▸ **OBJECTIVE**
Write out each line beneath this one exactly as it reads.

(Point placement records)
/---

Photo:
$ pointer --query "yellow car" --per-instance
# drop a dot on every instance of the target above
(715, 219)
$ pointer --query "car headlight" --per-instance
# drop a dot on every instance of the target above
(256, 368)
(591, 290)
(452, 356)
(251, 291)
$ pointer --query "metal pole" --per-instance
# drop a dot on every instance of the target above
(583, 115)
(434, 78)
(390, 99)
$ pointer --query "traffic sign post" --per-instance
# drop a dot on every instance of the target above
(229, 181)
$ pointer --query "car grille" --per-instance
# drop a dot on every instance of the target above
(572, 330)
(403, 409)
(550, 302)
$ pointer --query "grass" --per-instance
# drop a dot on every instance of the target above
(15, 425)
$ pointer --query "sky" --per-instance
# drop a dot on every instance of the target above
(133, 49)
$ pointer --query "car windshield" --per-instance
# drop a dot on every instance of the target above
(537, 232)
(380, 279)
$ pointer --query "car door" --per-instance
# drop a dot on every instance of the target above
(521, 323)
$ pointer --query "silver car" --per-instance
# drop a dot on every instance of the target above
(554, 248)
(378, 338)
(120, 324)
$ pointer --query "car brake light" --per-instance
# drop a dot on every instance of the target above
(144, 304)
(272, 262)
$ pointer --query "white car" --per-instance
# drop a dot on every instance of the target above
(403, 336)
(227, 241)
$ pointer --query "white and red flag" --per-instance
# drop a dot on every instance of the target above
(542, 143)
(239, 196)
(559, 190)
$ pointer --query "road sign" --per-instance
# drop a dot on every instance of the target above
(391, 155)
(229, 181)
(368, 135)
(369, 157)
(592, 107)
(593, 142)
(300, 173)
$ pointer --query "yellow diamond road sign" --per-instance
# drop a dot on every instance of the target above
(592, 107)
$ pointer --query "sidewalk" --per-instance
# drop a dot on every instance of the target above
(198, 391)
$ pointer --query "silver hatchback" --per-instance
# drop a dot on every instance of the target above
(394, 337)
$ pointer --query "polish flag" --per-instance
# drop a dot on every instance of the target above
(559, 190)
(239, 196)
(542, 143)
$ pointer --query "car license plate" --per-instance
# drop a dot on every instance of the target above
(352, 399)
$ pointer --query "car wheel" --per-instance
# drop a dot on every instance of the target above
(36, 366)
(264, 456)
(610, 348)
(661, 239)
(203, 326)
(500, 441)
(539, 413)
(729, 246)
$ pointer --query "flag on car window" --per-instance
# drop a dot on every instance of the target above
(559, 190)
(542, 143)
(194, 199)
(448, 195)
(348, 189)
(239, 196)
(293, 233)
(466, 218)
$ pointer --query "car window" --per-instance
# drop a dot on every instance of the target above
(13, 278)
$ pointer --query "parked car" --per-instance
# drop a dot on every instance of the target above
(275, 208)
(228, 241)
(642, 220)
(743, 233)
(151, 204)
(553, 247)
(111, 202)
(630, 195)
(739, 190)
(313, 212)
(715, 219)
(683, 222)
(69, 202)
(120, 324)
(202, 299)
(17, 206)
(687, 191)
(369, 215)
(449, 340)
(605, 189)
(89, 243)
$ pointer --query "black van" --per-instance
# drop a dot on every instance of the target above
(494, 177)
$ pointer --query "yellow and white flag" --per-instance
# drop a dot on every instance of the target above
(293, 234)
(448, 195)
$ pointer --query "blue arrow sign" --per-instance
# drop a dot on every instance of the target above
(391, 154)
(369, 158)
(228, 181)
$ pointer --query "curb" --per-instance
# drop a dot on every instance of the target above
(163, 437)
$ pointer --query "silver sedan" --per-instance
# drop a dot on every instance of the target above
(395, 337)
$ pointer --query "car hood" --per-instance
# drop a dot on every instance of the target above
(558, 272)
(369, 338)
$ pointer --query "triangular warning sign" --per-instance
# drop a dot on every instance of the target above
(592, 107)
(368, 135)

\---

▸ **TASK ANSWER**
Photo:
$ pointer --query "yellow car" --per-instance
# drop a dot on every instance of the target above
(715, 219)
$ pointer --query "car headlight" --per-instance
# drop a dot on every instance of the target above
(256, 368)
(591, 290)
(452, 356)
(251, 291)
$ pointer --query "metal pole" --per-instance
# drop a dot on every instance of the target above
(583, 115)
(434, 78)
(390, 99)
$ pointer --query "traffic sign post" --per-instance
# drop a dot on every instance of the target above
(229, 181)
$ pointer --query "car grille" --per-instance
# drop a dot on every instance of the target above
(572, 330)
(403, 409)
(550, 302)
$ pointer --query "grass" --per-instance
# drop a dot on every instance of the target above
(15, 425)
$ pointer --query "sky" --per-instance
# drop a dot on every instance of the target above
(133, 49)
$ pointer --query "car windshield" --per-instance
# drop a dot on every instance of the target above
(537, 232)
(380, 279)
$ pointer --query "car door" --per-instance
# drop a dot on every instance of the target above
(521, 323)
$ pointer --query "silver car" --per-instance
# drop a dot on every instance of the target above
(554, 248)
(378, 338)
(120, 324)
$ pointer --query "car brake light" --per-instance
# drop a dot on every instance of the target above
(144, 304)
(272, 262)
$ pointer --query "white car" --per-instance
# drop a dot on every instance of the target above
(403, 336)
(227, 241)
$ pointer --query "white and red flag" --per-instance
# drop a dot on every instance of the target above
(542, 143)
(239, 196)
(559, 190)
$ pointer --query "road sign" --per-instance
# drop a dot on every instance of the target above
(391, 155)
(229, 181)
(368, 135)
(369, 157)
(592, 107)
(593, 142)
(300, 173)
$ pointer --query "yellow diamond road sign" --per-instance
# drop a dot on every instance of the target above
(592, 107)
$ pointer --query "sidewalk" --per-instance
# drop a dot on every instance of the target above
(198, 391)
$ pointer --query "silver hatchback" --per-instance
# drop a dot on every instance of the target above
(394, 337)
$ pointer --query "polish flag" --per-instance
# drop a dot on every instance of the target above
(559, 190)
(239, 196)
(542, 143)
$ pointer --query "car license plate" --per-instance
# drop a dot on every instance of the target above
(352, 399)
$ pointer --query "car wheel" --per-instance
# drop a dot on every instance of the target above
(36, 366)
(264, 456)
(610, 348)
(661, 239)
(203, 326)
(500, 441)
(539, 413)
(729, 246)
$ pointer --query "flag on car window" --per-instance
# drop a dot on every instance of the target above
(559, 190)
(542, 143)
(194, 199)
(448, 195)
(348, 189)
(239, 196)
(293, 233)
(466, 218)
$ pointer --query "car window" --per-instance
# drop a dot on every instance of the target above
(13, 278)
$ pointer --query "parked car" --per-instance
# drop a dot on every instance of the target above
(275, 208)
(228, 241)
(642, 220)
(743, 233)
(151, 204)
(553, 247)
(111, 202)
(630, 195)
(739, 190)
(313, 212)
(715, 219)
(683, 222)
(69, 202)
(120, 324)
(202, 299)
(17, 206)
(687, 191)
(369, 215)
(449, 340)
(605, 189)
(89, 243)
$ pointer --query "black van" --per-instance
# drop a dot on every instance of the target above
(494, 177)
$ pointer --query "yellow and white flag" --per-instance
# drop a dot on every instance of the target above
(293, 234)
(448, 195)
$ pointer --query "blue arrow sign" --per-instance
# drop a dot on every instance of the target above
(391, 154)
(369, 158)
(228, 181)
$ pointer --query "curb" --per-instance
# drop a dot on every instance of the target above
(163, 437)
$ pointer --query "silver sedan" --per-instance
# drop a dot on every instance of the target above
(395, 337)
$ pointer --query "car hood" --per-instance
# drop a dot on every instance of the target above
(558, 272)
(369, 338)
$ pointer --query "triangular warning sign" --per-instance
# drop a dot on every instance of the target above
(592, 107)
(368, 135)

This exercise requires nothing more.